SHORT TASK.
Arrange the entries as a Markdown table with the columns Row and Line. Start at the line containing "like (911, 605).", end at the line containing "(1235, 565)", number each line in order, and leave out blank lines.

SUPPLIED MATERIAL.
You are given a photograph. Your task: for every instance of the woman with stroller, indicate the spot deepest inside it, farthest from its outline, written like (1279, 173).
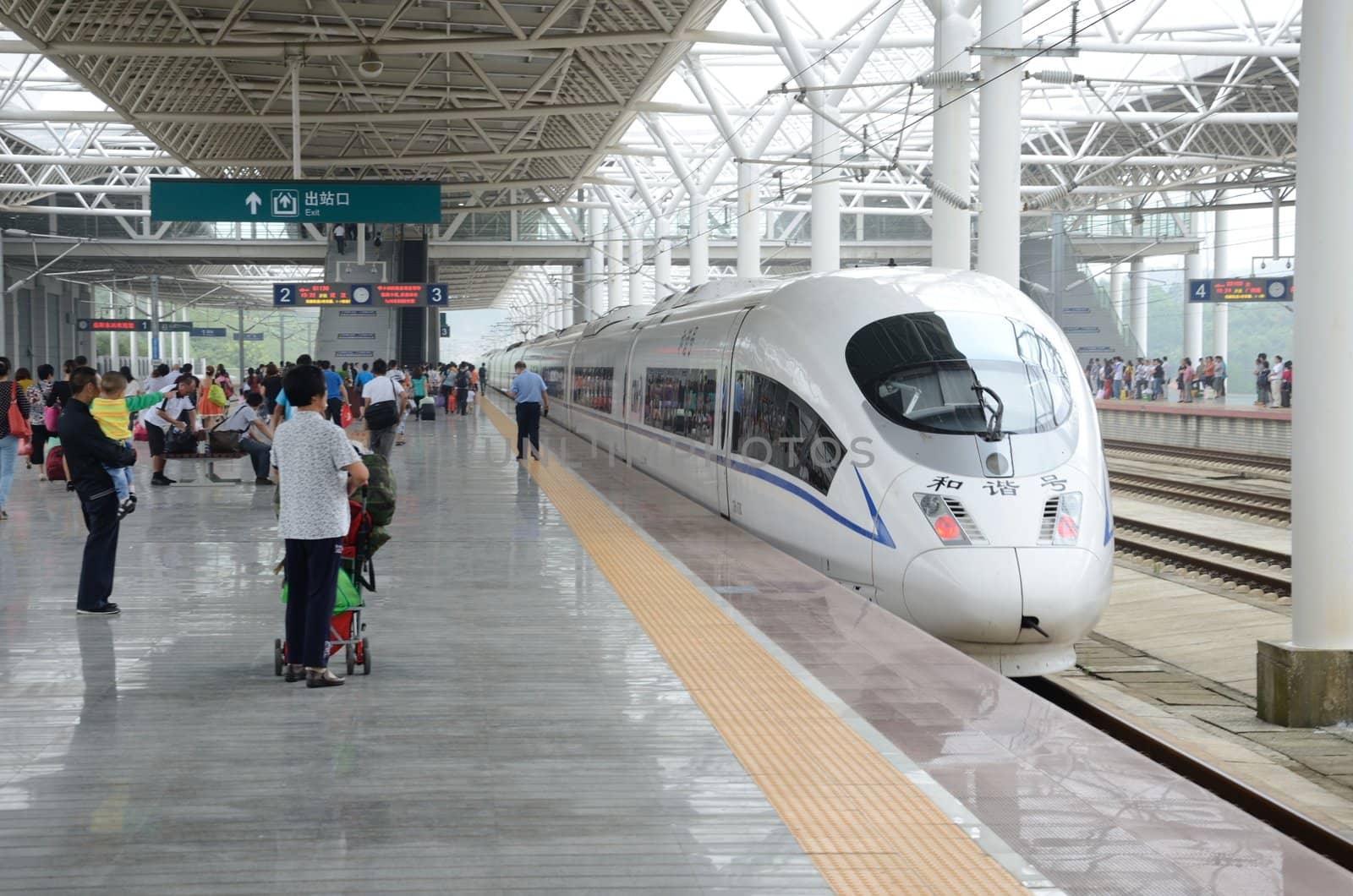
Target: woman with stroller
(310, 458)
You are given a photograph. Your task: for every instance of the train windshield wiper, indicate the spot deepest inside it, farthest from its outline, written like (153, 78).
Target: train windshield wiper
(994, 425)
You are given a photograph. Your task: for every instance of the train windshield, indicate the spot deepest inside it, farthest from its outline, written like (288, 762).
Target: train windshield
(937, 371)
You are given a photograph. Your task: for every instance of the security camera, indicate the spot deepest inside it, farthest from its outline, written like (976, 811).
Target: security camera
(371, 64)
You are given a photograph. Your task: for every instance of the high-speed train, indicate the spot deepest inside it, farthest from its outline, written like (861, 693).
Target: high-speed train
(922, 436)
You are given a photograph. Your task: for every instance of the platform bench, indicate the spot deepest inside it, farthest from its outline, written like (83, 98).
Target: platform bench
(211, 465)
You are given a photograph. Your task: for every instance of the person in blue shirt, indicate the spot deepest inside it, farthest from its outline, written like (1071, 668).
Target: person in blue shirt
(337, 394)
(531, 393)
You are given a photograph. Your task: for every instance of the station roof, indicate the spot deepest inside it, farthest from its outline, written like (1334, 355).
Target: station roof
(548, 108)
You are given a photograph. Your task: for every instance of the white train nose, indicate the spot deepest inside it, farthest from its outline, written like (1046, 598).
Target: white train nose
(1005, 596)
(965, 594)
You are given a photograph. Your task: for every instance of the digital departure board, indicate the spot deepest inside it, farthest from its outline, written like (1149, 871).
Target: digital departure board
(1242, 290)
(360, 294)
(112, 325)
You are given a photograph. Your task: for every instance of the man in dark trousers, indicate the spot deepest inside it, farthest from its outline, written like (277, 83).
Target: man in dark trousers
(87, 454)
(528, 389)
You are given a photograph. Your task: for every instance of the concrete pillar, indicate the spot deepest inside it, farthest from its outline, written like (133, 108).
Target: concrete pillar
(748, 222)
(1192, 310)
(827, 195)
(615, 265)
(1221, 313)
(1137, 306)
(999, 167)
(662, 259)
(698, 244)
(1309, 681)
(1118, 292)
(636, 267)
(950, 167)
(594, 265)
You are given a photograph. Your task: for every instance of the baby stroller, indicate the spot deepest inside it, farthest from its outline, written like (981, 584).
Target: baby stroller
(356, 574)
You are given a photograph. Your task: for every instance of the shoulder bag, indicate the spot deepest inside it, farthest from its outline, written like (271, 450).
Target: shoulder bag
(223, 443)
(19, 427)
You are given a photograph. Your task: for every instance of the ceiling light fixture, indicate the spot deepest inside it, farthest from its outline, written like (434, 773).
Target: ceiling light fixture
(371, 64)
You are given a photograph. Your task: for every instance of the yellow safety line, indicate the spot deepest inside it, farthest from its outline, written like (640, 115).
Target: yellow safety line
(866, 828)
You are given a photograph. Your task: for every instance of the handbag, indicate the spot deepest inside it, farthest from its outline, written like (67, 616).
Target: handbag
(382, 414)
(18, 420)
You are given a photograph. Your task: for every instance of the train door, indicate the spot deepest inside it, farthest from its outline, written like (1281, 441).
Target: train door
(728, 407)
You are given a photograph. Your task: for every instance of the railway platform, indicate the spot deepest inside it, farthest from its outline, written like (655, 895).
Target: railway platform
(1226, 427)
(582, 682)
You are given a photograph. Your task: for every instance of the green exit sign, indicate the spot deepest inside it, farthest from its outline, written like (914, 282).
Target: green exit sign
(295, 200)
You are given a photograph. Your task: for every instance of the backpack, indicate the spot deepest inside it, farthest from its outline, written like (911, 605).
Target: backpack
(379, 490)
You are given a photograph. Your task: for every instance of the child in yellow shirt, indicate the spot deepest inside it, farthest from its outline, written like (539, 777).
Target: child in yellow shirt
(112, 412)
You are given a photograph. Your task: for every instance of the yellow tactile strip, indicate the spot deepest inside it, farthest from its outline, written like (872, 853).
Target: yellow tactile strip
(866, 828)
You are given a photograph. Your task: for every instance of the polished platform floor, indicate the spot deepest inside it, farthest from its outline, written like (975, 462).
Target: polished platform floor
(534, 722)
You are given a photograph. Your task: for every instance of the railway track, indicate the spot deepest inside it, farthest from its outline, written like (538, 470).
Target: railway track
(1272, 812)
(1199, 456)
(1252, 504)
(1235, 565)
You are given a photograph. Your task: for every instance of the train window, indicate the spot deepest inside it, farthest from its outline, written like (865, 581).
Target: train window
(775, 425)
(681, 401)
(593, 387)
(554, 378)
(937, 371)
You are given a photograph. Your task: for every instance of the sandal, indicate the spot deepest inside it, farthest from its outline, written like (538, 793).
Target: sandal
(321, 679)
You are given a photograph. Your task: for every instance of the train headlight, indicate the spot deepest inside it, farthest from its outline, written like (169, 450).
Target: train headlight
(1068, 527)
(940, 517)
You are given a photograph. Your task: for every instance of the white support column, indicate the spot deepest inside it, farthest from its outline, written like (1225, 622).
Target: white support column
(999, 148)
(615, 265)
(1137, 285)
(1221, 312)
(594, 267)
(698, 240)
(748, 222)
(827, 195)
(636, 267)
(953, 148)
(187, 341)
(662, 259)
(134, 339)
(1307, 681)
(1192, 310)
(1118, 292)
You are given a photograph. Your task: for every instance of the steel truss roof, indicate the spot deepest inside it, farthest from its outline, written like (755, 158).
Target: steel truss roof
(556, 106)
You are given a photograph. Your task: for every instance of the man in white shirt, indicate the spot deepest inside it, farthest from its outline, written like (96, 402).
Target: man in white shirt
(255, 436)
(176, 412)
(376, 394)
(317, 468)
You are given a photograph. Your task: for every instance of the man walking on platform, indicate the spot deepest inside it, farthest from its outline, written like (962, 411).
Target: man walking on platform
(531, 393)
(88, 451)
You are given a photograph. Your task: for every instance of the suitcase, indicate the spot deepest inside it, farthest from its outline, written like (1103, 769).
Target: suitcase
(53, 466)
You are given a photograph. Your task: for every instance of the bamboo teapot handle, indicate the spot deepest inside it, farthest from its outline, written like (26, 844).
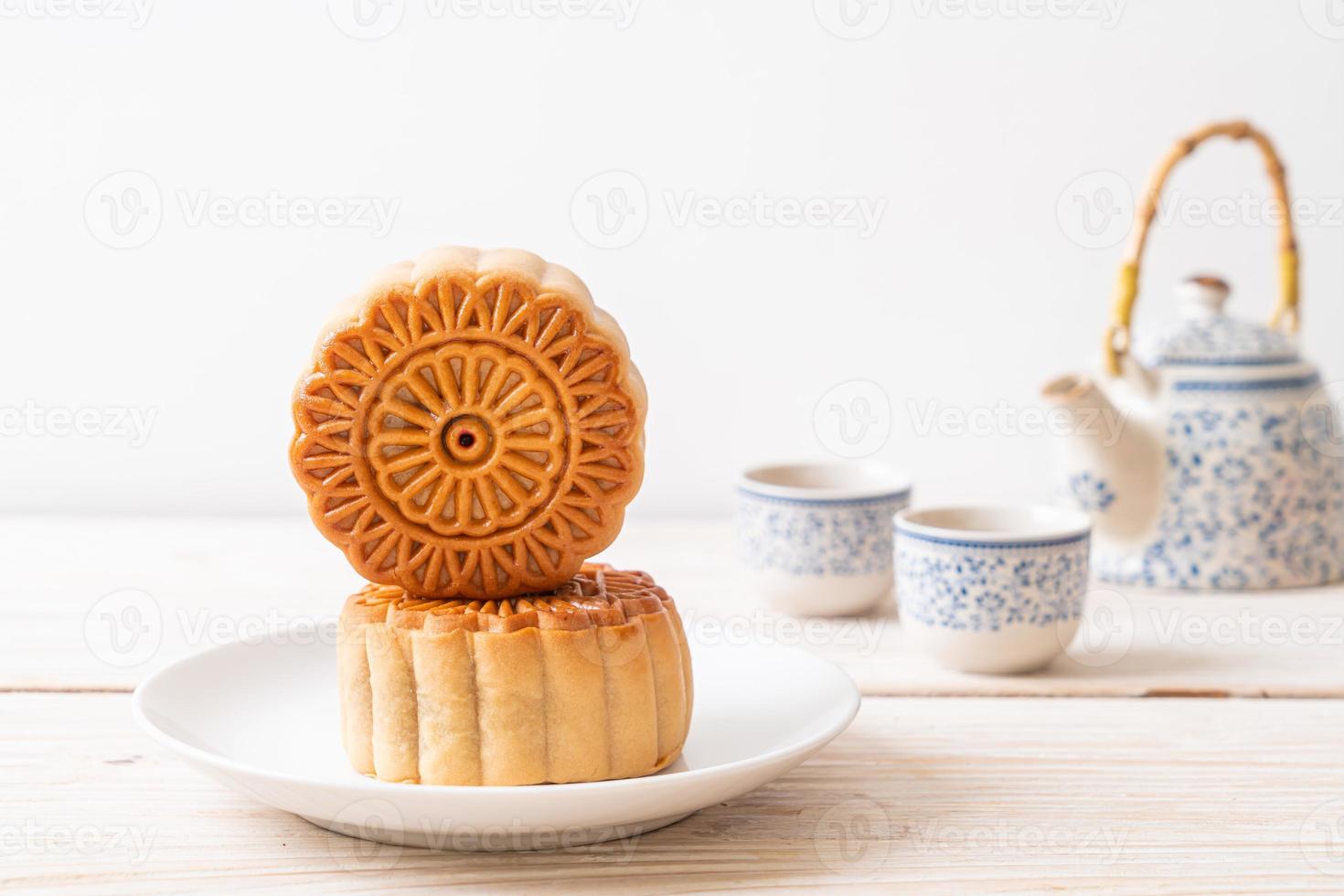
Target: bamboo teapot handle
(1126, 289)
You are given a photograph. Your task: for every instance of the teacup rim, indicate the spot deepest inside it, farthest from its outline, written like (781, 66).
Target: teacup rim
(1040, 526)
(878, 483)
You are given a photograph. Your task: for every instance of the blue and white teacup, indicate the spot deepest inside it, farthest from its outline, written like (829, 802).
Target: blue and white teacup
(997, 590)
(816, 539)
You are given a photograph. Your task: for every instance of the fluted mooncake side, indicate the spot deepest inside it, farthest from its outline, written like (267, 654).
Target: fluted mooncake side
(588, 683)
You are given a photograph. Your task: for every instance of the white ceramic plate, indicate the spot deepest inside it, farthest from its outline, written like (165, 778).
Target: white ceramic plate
(262, 719)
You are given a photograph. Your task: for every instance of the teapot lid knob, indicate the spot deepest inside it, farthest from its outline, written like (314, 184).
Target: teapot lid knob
(1203, 295)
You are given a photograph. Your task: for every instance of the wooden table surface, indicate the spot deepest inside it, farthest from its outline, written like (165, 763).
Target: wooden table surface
(1189, 743)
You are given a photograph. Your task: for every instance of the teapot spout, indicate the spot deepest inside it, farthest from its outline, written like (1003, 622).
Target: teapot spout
(1112, 458)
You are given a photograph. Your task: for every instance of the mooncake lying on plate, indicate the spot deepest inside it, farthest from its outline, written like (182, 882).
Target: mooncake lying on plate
(588, 681)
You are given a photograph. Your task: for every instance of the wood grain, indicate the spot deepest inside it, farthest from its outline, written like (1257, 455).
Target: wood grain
(932, 795)
(211, 581)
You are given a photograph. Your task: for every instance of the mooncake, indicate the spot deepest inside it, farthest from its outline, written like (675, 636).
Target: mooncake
(469, 426)
(588, 681)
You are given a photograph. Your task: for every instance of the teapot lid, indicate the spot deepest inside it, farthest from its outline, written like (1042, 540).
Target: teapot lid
(1206, 336)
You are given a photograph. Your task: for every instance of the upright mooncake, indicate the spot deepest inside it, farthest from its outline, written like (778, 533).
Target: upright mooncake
(471, 426)
(585, 683)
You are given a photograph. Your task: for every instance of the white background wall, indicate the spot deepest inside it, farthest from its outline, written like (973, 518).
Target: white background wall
(969, 123)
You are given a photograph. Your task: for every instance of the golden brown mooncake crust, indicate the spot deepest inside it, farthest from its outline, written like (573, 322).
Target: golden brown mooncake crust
(471, 425)
(591, 681)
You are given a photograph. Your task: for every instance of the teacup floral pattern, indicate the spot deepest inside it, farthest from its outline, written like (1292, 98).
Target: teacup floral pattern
(817, 538)
(983, 586)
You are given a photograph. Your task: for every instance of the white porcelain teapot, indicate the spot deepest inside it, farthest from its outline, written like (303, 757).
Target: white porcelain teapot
(1209, 457)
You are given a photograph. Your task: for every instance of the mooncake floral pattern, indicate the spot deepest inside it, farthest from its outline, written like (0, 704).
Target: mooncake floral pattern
(987, 587)
(1249, 501)
(469, 435)
(817, 538)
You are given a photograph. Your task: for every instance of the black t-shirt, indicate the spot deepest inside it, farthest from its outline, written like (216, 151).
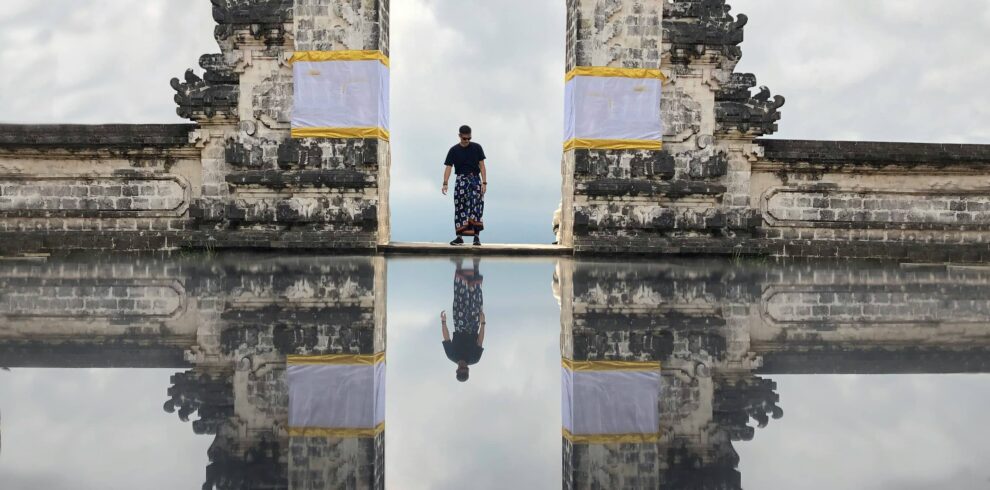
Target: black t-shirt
(465, 159)
(463, 347)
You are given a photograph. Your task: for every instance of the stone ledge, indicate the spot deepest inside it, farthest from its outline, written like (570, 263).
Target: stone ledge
(98, 136)
(870, 152)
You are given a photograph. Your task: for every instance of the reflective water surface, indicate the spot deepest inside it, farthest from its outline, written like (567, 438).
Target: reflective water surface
(304, 372)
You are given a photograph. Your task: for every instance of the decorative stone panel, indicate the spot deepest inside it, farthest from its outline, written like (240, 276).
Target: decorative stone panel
(70, 298)
(93, 197)
(932, 209)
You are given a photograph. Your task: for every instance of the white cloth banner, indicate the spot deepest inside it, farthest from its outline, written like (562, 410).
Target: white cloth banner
(610, 402)
(340, 94)
(611, 108)
(336, 396)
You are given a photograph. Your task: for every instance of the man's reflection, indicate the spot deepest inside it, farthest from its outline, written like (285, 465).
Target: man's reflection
(466, 346)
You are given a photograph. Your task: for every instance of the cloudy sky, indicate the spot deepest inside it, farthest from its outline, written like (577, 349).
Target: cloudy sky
(898, 70)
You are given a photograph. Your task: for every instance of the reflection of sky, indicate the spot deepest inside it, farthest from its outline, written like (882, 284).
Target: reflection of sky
(80, 429)
(500, 429)
(105, 429)
(873, 433)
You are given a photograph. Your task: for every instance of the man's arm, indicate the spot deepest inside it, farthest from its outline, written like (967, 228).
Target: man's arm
(481, 331)
(484, 177)
(446, 178)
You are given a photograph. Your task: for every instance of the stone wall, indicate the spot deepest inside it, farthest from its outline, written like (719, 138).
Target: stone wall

RESULT FOR THIS EXERCISE.
| Row | Line |
|---|---|
| 1 | You are given a photograph. Your task: for every instance of the backpack, indicate the spot deepest inside it, farthest from its outline, written like (911, 605). |
| 2 | Target: backpack |
| 3 | (379, 490) |
| 4 | You are given a photograph. Your task: for every instance of the child in yellow shirt, indicate the spot deepest inside it, farthest from its outline, written like (539, 777). |
| 5 | Target: child in yellow shirt |
| 6 | (112, 412) |
| 7 | You are given a photograph. Your task: for every instance of the yellow tactile strip, indicate the spot deepest inside it, farthest from its outline, written like (872, 853). |
| 8 | Target: yellow tactile strip |
| 9 | (866, 828) |
| 10 | You are given a photograph. Your task: for every instance of the polished platform floor, indicate the spot deepest inside it, farthest from its outline, written like (975, 462). |
| 11 | Target: polished platform floor |
| 12 | (534, 722) |
| 13 | You are given a photograph. Your task: for every instance of the railway track, indicate the spot deepest inside it, farthest from its outline, written like (538, 470). |
| 14 | Target: railway track |
| 15 | (1272, 812) |
| 16 | (1199, 456) |
| 17 | (1252, 504) |
| 18 | (1235, 565) |